■ Task to complete: Exactly as written, please set down all of the entries again, with no pictures.

(Point annotation records)
^^^^^^^^

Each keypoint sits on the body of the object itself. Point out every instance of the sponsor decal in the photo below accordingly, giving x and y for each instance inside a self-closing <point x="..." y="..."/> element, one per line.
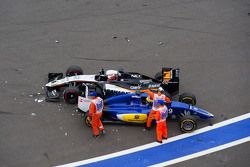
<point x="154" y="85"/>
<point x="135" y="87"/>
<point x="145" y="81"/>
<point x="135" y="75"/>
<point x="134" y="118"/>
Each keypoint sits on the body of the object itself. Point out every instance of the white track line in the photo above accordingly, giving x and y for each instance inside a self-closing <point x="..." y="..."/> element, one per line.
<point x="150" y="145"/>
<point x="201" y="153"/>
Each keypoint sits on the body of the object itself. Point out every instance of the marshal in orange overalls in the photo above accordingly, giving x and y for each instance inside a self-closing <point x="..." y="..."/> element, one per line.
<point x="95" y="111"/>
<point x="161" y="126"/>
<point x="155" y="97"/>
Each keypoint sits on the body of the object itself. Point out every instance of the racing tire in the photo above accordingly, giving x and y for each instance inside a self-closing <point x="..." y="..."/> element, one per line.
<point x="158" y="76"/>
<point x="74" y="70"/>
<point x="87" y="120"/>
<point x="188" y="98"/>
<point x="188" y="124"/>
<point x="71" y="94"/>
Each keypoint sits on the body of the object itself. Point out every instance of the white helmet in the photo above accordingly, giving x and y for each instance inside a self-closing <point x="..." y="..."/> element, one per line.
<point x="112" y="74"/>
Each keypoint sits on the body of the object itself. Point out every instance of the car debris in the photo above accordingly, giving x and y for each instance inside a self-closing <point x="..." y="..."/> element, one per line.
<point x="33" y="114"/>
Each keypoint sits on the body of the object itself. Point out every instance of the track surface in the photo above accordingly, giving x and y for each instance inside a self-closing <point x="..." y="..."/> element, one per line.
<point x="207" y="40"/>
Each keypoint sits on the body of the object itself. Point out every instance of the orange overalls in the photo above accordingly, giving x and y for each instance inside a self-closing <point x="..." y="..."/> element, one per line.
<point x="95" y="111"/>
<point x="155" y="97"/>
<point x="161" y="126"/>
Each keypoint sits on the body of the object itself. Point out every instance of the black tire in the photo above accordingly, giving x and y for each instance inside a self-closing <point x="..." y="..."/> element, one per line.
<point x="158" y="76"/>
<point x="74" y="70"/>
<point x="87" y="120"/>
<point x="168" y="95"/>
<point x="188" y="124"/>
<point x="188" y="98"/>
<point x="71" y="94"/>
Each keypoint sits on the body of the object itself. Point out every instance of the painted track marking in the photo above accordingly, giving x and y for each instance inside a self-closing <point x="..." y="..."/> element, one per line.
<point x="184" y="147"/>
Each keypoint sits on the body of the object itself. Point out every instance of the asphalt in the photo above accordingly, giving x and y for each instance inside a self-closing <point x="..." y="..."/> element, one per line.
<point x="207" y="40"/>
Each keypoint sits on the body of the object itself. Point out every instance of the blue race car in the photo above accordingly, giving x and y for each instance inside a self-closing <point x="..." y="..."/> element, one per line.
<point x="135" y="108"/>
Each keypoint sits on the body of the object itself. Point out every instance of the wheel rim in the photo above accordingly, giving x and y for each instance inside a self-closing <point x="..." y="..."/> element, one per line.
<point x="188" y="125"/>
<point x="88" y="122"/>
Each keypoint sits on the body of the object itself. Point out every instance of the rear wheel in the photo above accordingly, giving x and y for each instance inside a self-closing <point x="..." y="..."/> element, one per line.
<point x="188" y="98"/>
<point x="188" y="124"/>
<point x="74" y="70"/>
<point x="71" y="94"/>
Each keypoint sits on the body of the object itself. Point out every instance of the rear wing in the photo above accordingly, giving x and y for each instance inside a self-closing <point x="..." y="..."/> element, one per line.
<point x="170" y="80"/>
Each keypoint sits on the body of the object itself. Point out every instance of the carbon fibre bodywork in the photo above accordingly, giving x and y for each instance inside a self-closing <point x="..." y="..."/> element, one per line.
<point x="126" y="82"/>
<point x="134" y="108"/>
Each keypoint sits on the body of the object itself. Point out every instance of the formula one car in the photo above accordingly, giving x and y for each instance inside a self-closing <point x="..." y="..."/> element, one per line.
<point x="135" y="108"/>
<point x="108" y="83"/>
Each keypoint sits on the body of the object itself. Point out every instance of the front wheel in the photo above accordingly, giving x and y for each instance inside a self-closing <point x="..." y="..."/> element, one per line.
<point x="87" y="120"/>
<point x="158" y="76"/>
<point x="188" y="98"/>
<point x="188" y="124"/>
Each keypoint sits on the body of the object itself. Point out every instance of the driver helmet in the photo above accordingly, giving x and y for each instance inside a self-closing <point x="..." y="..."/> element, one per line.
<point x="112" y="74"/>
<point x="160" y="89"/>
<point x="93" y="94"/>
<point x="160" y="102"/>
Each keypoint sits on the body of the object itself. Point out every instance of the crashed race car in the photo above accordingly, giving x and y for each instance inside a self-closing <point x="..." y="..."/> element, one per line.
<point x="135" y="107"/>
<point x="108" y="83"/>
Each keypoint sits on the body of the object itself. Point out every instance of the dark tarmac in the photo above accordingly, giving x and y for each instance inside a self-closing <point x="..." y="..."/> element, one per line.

^^^^^^^^

■ Response to the exercise:
Each keypoint sits on the body of the object itself. Point out every instance of the sponsor decal in the photo below accordingly, giving x and y for each instance inside a self-closing <point x="..." y="..."/> element, one per line.
<point x="154" y="85"/>
<point x="135" y="87"/>
<point x="145" y="81"/>
<point x="135" y="75"/>
<point x="134" y="118"/>
Each keypoint sits on the body of the object itself. Point out every instance of the white track line in the photo above accordingly, giving x and y for each instance inside a self-closing <point x="..." y="..."/> element, one per line.
<point x="150" y="145"/>
<point x="201" y="153"/>
Each keypoint sits on the body of the object itself. Point out every instance of the marshal in orange overalls in the photo above accordingly, giving x and y for each instance inside a self-closing <point x="..." y="..."/> element, one per line.
<point x="95" y="111"/>
<point x="161" y="126"/>
<point x="155" y="97"/>
Each keypoint sits on the body of the object itself. Point out every instance of the racing tire in the photo above accordingly, giving x and y for each instance inside a self-closing <point x="..." y="..."/> element, one per line.
<point x="158" y="76"/>
<point x="74" y="70"/>
<point x="87" y="120"/>
<point x="188" y="98"/>
<point x="188" y="124"/>
<point x="71" y="94"/>
Each keypoint sits on the body of the object itself. Point out every instance of the white helmet in the photo above accordingly, giving x and y for each instance inside a self-closing <point x="..." y="..."/> element, one per line.
<point x="112" y="74"/>
Each keypoint sits on the body of the object itself. Point out every instance of the car debris in the photo above accordingly, giving x and y for each instance inside a self-closing <point x="..." y="..."/> element, one per line.
<point x="33" y="114"/>
Each keypoint sits on the body of the object itself. Point out every instance of the track surface in the photo above accordingly, giving x and y for each instance inside a self-closing <point x="..." y="..."/> element, one per line.
<point x="207" y="40"/>
Each keypoint sits on the body of the object itself. Point out every instance of the orange overalls in the photo above accordingly, giving x and y for each instance inside a self-closing <point x="..." y="..."/> element, one per line.
<point x="95" y="111"/>
<point x="155" y="97"/>
<point x="161" y="126"/>
Each keypoint sits on the body of the object itself. Point out every instance of the black tire in the photo above accordingly, giving x and y for each instance inside a self-closing <point x="..." y="..."/> element, one per line.
<point x="158" y="76"/>
<point x="74" y="70"/>
<point x="87" y="120"/>
<point x="168" y="95"/>
<point x="188" y="124"/>
<point x="188" y="98"/>
<point x="71" y="94"/>
Each keypoint sits on the body of the object itself. Point out every instance of the painted track marking in the photo above accordingly, giving x and y for each instance inside a self-closing <point x="..." y="..."/> element, one per line.
<point x="184" y="147"/>
Each keypoint sits on the body of the object itself. Point out every instance of the asphalt in the photo above accordingly, giving x and y for each instance inside a self-closing <point x="..." y="..."/> element, one per line.
<point x="207" y="40"/>
Each keypoint sits on the body of the object itself. Point out every instance of the blue race car in the photo above accordingly, giving x and y for each instance inside a self-closing <point x="..." y="..."/> element, one per line.
<point x="135" y="108"/>
Each keypoint sits on the body of the object itself. Point out every instance of the wheel rim in the photo above accordingly, giving x and y for each instance inside a self-closing <point x="..." y="..."/> element, one per line.
<point x="188" y="125"/>
<point x="88" y="122"/>
Each keypoint sits on the body of the object itself. Point out every instance of the rear wheel in the photo above accordingly, giving x and y for each instance inside a self-closing <point x="..." y="..."/> element, one per line.
<point x="188" y="98"/>
<point x="188" y="124"/>
<point x="74" y="70"/>
<point x="71" y="94"/>
Each keypoint sits on the body of the object itself. Point out every instance of the rear wing in the photo above accordingly, giving x and y for each instance inside a self-closing <point x="..." y="..."/> element, one per line.
<point x="170" y="80"/>
Each keypoint sits on the body of the object itself. Point out every instance of the carbon fibre bodywork in the photo above accordingly, giving x and y for each instance inside a self-closing <point x="..." y="..."/> element, one per line.
<point x="126" y="82"/>
<point x="134" y="108"/>
Each keypoint sits on the body of the object itself. Point out every instance of the formula one car in the photo above accordingly, giving x and y for each instance inside a self-closing <point x="..." y="..."/> element, one per line.
<point x="135" y="108"/>
<point x="108" y="83"/>
Each keypoint sits on the body of the object itself. Point out every instance of the front wheel in the photo above accordingly, giving x and y for each instance inside a self-closing <point x="..." y="..."/> element, one per line.
<point x="87" y="120"/>
<point x="158" y="76"/>
<point x="188" y="98"/>
<point x="188" y="124"/>
Each keypoint sits on the body of the object itself. Point out every instance of the driver helmet in the photo above accordingly, giving x and y for each instance inside a self-closing <point x="..." y="..."/> element, one per line.
<point x="112" y="74"/>
<point x="160" y="89"/>
<point x="93" y="94"/>
<point x="160" y="102"/>
Each keypoint sits on the body of the object itself. Point out every instance of the crashed race car in the photo above accordingly, giving x and y for each instance inside a self-closing <point x="..." y="..."/> element, one per line.
<point x="135" y="107"/>
<point x="108" y="83"/>
Each keypoint sits on the body of the object itself. Point out every instance of the dark tarmac in the photo above accordingly, giving x and y for each instance inside a self-closing <point x="..." y="..."/> element, one per line.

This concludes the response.